Saint Thierry or Theodoric of Mont d'Hor (or Theudric, Thierri); born on March 9; died 533) was a disciple of Saint Remigius who became abbot of Saint-Thierry Abbey, near Reims, France.
His feast day is 1 July.

==Monks of Ramsgate account==

The monks of St Augustine's Abbey, Ramsgate wrote in their Book of Saints (1921):

Theodoric (St.) (July 1)
(6th cent.) A priest, disciple of St. Remigius of Rheims, famous for the miracles he wrought both in life and after death. He went to his rest A.D. 533.

==Butler's account==

The hagiographer Alban Butler (1710–1773) wrote in his Lives of the Fathers, Martyrs, and Other Principal Saints under July 1:

St. Thierri, Abbot of Mont-d'Hor, near Rheims.
He was born in the district of Rheims. His father, Marquard, was abandoned to every infamous disorder. An education formed on the best Christian principles in the house of such a person would more than probable be blasted by his bad example; but our saint was happily removed, and educated in learning and piety, under the edifying example of the holy Bishop Remigius.
He married in complaisance to his relations; but easily persuaded his wife to embrace the virgin state; and becoming himself a monk, he was made superior of an abbey founded by St. Remigius on Mont-d’Hor, near Rheims. Some time after he received holy orders, and became famous by the many extraordinary conversions he wrought through the zeal and unction wherewith he exhorted sinners to repentance; among these was his own father, who persevered to his death under the direction of his son. He succeeded also, in conjunction with St. Remigius, in converting an infamous house into a nunnery of pious virgins. According to the most common opinion, he died on the 1st of July, 533.
It is said that King Thierri assisted at his funeral, and esteemed himself honoured in being one of his bearers to the grave. His relics, lest they should be exposed to the impiety of the Normans, were hidden under ground, but discovered in 976, and are still preserved in a silver shrine. He is mentioned on this day in the Roman Martyrology. See Mabillon, Act. t. 1. p. 614. Bulteau, Hist. de l’Ordre de St. Ben. t. 1. p. 287; Baillet ad 1. Jul. and Gall. Christ. Nov. t. 9. p. 180.

==Baring-Gould's account==

Sabine Baring-Gould (1834–1924), in his Lives of the Saints, wrote under July 1:

S. THEODORIC, P.H. (A.D. 533.)

* Using the information *
1. At the close of Butler's account, the Saint Thierry text cites several works. List each reference in full.
2. Write out the stretch of the Saint Thierry text from "The monks of" through "holy Bishop Remigius.", replacing every "Rheims" with "Reims".
3. Answer these from the Saint Thierry text:
(a) On what day is his feast day?
(b) What was his father's name?
(c) In what year were his relics discovered?
Rely only on the Saint Thierry text for your answers.

* Data extracts *
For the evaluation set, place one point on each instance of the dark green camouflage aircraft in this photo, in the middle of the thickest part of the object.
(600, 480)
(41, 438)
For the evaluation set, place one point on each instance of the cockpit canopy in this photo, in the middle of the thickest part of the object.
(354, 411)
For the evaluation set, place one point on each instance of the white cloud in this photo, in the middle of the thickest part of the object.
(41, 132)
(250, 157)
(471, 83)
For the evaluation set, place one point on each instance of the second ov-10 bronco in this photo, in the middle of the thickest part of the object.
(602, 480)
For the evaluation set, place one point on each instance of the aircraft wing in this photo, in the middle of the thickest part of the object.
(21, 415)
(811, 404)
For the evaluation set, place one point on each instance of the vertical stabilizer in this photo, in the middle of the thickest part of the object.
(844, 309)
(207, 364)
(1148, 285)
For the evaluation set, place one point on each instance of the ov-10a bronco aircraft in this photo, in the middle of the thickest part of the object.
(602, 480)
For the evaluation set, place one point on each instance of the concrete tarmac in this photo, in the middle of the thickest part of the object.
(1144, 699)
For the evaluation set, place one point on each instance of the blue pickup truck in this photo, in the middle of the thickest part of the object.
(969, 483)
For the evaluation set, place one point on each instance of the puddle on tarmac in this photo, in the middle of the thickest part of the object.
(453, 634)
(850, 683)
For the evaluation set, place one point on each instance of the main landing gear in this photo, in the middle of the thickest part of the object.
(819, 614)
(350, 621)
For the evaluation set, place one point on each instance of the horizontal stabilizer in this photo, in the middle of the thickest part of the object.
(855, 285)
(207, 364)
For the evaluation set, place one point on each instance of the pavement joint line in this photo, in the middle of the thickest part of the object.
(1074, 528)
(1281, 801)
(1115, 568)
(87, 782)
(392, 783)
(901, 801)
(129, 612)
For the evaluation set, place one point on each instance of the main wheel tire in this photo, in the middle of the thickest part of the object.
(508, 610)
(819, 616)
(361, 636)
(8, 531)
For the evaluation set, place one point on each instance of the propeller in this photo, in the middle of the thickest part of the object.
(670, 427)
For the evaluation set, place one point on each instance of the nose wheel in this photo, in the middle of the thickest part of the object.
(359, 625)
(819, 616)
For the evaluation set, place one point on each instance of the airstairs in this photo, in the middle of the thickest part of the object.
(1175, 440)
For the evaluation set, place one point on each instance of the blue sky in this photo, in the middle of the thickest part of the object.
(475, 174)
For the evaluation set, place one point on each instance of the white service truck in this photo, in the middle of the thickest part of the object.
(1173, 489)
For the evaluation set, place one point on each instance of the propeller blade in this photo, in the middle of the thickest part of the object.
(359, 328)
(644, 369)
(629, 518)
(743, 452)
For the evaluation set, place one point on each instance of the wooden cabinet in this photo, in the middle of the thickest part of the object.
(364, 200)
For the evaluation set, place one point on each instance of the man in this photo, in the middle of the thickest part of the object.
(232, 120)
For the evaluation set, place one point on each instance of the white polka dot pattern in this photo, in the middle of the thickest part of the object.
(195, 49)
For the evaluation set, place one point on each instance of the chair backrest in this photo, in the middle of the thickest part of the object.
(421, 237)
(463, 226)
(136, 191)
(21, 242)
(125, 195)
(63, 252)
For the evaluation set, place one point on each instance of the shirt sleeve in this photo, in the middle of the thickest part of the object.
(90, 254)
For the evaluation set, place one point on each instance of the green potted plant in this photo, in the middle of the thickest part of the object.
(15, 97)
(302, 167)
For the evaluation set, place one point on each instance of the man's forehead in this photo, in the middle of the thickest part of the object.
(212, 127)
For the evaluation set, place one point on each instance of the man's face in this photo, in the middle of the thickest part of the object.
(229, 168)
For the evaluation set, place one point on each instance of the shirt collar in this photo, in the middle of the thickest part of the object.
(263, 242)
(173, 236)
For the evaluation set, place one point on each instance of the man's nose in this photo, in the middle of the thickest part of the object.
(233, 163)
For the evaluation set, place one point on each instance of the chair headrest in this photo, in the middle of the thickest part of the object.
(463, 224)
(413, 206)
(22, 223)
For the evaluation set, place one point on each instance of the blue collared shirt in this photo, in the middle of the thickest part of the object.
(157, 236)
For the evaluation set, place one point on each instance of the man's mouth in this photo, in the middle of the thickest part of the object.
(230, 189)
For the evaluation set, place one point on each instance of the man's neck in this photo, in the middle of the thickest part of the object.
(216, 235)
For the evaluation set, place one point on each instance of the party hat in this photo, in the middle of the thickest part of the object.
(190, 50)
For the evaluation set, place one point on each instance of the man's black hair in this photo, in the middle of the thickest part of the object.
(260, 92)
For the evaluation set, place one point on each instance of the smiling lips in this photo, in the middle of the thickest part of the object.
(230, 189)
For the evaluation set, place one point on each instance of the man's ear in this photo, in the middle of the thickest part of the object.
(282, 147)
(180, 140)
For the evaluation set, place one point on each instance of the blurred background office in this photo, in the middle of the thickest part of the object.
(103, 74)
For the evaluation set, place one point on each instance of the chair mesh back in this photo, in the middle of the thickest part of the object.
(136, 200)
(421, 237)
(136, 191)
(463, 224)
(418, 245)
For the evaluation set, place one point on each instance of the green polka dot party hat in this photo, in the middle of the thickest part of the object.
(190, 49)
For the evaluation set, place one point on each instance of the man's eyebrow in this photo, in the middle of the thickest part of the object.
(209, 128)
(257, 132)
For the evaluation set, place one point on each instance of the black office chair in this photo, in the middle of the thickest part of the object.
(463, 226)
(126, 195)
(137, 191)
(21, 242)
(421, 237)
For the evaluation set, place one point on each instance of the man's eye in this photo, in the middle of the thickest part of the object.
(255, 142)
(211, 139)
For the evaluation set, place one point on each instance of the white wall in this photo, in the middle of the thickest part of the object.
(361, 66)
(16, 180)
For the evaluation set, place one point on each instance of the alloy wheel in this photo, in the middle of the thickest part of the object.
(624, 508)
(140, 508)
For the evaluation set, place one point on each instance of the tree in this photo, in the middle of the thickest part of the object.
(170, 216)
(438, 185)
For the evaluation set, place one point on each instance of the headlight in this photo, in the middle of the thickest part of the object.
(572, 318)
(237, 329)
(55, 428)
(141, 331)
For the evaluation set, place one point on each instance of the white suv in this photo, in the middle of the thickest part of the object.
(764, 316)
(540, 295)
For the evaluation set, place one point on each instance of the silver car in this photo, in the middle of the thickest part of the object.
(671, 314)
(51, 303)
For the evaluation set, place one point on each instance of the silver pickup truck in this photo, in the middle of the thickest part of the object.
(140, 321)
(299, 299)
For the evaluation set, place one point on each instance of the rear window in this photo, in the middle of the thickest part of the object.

* Answers below *
1.
Mabillon, Act. t. 1. p. 614.
Bulteau, Hist. de l'Ordre de St. Ben. t. 1. p. 287
Baillet ad 1. Jul.
Gall. Christ. Nov. t. 9. p. 180.

2.
The monks of St Augustine's Abbey, Ramsgate wrote in their Book of Saints (1921):

Theodoric (St.) (July 1)
(6th cent.) A priest, disciple of St. Remigius of Reims, famous for the miracles he wrought both in life and after death. He went to his rest A.D. 533.

==Butler's account==

The hagiographer Alban Butler (1710–1773) wrote in his Lives of the Fathers, Martyrs, and Other Principal Saints under July 1:

St. Thierri, Abbot of Mont-d'Hor, near Reims.
He was born in the district of Reims. His father, Marquard, was abandoned to every infamous disorder. An education formed on the best Christian principles in the house of such a person would more than probable be blasted by his bad example; but our saint was happily removed, and educated in learning and piety, under the edifying example of the holy Bishop Remigius.

3.
(a) 1 July
(b) Marquard
(c) 976